REQUIRED WORK:
**A)** Decide whether each statement agrees with the article on hybrid cars: (i) the Expedition gets better mileage on the highway than on a good day in general driving; (ii) both hybrids must be plugged in to charge their batteries; (iii) summer tends to push gas prices up by about 10 cents a gallon. For each one, answer yes or no and quote the words from the article that settle it.
**B)** Pick up the article on hybrid cars after its final sentence and keep writing.

Sunday, March 09, 2003

Susan Seibel

So, you're standing at the gas pump filling up your Ford Expedition and it occurs to you that you've just used the last of your second child's college fund to run your SUV for a week.

Gas is running about $1.56 a gallon at the moment, and your Expedition gets about 15 miles per gallon on a good day. It gets about 18 on the highway.

And the news about gas prices isn't good. No one is willing to predict how the volatile Middle East situation will affect gas prices, but one thing is certain -- despite whatever political maneuverings come along, you can count on the coming of summer to raise gas prices by about 5 cents a gallon. A cleaner grade of gas is sold in the summer, and it costs more.

Now, some families need the space an SUV provides, and those families are just going have to do some bullet-biting, unfortunately. And some folks who buy SUVs -- a loaded Expedition costs about $41,000, and a loaded Suburban about $42,000 -- don't have to worry about the price of gas. They've got the money to spend and love their SUVs so much they'll drive them anyway.

But if you were looking for an alternative with less appetite for gasoline, you might want to try the new hybrids -- cars with both gas and electric motors -- on the market today.

I drove two hybrids last week, the Honda Civic Hybrid and the Toyota Prius, and I was impressed.

To answer your first question, no, you never have to plug in either car. They contain batteries with eight-year warranties to supply the electric power. The gas engines charge the batteries when you're idling, and the batteries are also somehow recharged when you apply the car's brakes. I'd love to tell you how that happens, but I'm not sure myself.

But Bill Spaley of Baierl Honda in McCandless can.

Since the 2003 premiere of the Civic Hybrid, the auto dealership has sold a few each month, but in an era when SUVs have won the hearts of many, the cars are not exactly selling like hot cakes.

I can't deny that this modern-day ice age we seem to be living in might make high-traction vehicles attractive, despite their gas use.

"To be honest with you, people don't care about high-mileage cars," Spaley said. But he agreed that climbing gas prices could change hearts rather quickly.

The Civic Hybrid is a compact sedan that looks just like the traditional Civic. If you'd like to pay off your mortgage someday rather than fill your gas tank, the Civic Hybrid gets 47 mpg in the city and 51 on the highway.

Those who are interested in the Civic Hybrid tend to be highly educated, Spaley said, and many work in academia, whether as school administrators or college professors.

RECORDED INFORMATION:

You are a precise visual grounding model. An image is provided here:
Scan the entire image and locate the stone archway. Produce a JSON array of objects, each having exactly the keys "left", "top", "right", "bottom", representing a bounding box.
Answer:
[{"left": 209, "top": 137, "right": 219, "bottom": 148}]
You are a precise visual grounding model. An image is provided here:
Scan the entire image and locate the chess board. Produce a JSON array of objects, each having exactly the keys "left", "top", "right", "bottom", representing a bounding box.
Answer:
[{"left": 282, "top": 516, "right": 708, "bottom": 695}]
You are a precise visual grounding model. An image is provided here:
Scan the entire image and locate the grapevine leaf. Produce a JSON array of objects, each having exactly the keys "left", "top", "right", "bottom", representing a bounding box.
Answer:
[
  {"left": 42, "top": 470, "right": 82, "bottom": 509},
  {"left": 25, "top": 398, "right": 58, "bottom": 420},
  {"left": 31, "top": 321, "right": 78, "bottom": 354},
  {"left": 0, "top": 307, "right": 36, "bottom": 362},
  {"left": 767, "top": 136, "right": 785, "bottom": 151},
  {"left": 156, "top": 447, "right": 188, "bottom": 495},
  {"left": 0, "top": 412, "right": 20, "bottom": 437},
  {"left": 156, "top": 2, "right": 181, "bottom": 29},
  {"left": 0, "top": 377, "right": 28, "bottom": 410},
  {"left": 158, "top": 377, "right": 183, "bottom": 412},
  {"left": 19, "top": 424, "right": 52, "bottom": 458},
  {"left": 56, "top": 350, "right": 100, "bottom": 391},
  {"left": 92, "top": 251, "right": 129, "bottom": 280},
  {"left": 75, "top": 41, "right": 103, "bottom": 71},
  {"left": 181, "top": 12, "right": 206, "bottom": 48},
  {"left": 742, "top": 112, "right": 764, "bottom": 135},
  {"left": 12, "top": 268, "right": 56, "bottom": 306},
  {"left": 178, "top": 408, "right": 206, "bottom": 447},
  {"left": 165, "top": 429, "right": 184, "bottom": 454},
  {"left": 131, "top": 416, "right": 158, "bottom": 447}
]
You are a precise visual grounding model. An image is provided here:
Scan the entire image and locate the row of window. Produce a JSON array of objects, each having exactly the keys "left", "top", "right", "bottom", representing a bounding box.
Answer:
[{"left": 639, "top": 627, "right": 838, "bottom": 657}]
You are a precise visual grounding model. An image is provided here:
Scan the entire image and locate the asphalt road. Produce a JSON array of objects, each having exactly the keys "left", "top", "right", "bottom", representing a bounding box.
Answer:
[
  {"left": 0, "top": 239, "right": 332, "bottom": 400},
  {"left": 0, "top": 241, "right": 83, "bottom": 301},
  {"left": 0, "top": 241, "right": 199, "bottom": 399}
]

RESPONSES FOR EACH TASK:
**A)**
(i) Yes: "your Expedition gets about 15 miles per gallon on a good day. It gets about 18 on the highway."
(ii) No: "no, you never have to plug in either car."
(iii) No: "you can count on the coming of summer to raise gas prices by about 5 cents a gallon."

**B)**
Alan Beegle of Baierl Toyota in Marshall said people who buy the Prius are usually highly educated as well and are either environmentalists -- which Beegle tends to be himself -- or intrigued with the advanced technological gadgetry of the Prius.

The Prius does, in fact, look more high-tech than the Civic Hybrid. Rather than the gauge-laden dashboard we're used to, the Prius has a touch-screen computer centered on the dash that lets drivers select their favorite radio station, monitor battery levels and display a GPS tracking system.

Not to be disrespectful, but the gadget is a little like the MTO touch screen at Sheetz. The Prius, of course, is not going to make a sandwich for you, but it will give you 52 mpg in the city and 48 on the highway.

Beegle explained that the higher mileage in the city is because the Prius relies more on battery power in the city and uses more gasoline on the highway.

Both cars rock when it comes to emissions. Tests in California show they actually put out cleaner air than they take in when driven in highly polluted areas.

Honda also sells the Insight, a two-door aerodynamic compact that gets 68 mpg.

It's a cute little sporty thing, but, alas, it's sold out, and Spaley had none for me to drive.

The Insight gets the highest gas mileage of any car in the nation and can go up to 700 miles between fill-ups. Almost makes you feel at one with the environment, doesn't it?

But perhaps you're not the type to curl up with a cup of organic herbal tea and read Rachel Carson's "Silent Spring." Maybe you just like the idea of saving money.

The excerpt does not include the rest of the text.